SOURCE RECORDS:
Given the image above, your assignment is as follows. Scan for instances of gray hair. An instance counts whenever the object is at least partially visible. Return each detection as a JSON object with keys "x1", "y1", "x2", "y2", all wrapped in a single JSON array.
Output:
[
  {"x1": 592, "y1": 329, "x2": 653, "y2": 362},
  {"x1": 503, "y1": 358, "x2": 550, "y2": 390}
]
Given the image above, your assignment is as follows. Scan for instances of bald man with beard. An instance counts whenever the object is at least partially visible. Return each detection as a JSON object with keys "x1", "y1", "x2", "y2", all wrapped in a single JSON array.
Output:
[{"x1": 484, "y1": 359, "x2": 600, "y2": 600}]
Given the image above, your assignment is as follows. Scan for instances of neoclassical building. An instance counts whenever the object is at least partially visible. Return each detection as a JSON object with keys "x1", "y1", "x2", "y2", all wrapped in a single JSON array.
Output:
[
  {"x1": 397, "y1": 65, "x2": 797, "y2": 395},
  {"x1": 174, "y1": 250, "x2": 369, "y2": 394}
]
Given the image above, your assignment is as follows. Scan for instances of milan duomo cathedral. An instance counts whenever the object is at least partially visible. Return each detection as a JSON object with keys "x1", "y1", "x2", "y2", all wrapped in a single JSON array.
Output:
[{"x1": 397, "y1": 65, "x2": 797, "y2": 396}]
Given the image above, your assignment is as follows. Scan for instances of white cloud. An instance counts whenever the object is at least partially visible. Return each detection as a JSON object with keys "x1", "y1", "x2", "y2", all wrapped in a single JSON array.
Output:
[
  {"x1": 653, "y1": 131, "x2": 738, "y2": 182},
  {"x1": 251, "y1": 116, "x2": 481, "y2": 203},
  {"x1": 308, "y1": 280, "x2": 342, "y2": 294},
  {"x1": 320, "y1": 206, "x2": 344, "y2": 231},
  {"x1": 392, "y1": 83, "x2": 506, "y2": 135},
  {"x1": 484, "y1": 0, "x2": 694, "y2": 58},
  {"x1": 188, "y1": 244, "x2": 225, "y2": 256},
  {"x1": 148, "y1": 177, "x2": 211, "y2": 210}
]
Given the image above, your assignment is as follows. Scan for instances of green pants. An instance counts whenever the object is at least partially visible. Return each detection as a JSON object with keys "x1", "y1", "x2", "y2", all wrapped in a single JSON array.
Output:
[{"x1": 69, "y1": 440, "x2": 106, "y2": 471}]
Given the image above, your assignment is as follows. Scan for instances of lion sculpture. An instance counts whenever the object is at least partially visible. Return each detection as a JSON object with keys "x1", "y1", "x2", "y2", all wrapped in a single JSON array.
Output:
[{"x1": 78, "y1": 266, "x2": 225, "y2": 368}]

WHAT THE TASK REQUIRES: Put the stretch from the line containing "instances of lion" through the end of the rows into a numbered list, one line per item, skipping any blank lines.

COMPLETED EXERCISE:
1. Given the image above, your assignment is as follows. Scan for instances of lion sculpture. An instance counts whenever the object is at least partially visible. Return each detection as a JSON object with keys "x1", "y1", "x2", "y2", all wrapped in a single JSON array.
2. Output:
3. [{"x1": 78, "y1": 266, "x2": 225, "y2": 368}]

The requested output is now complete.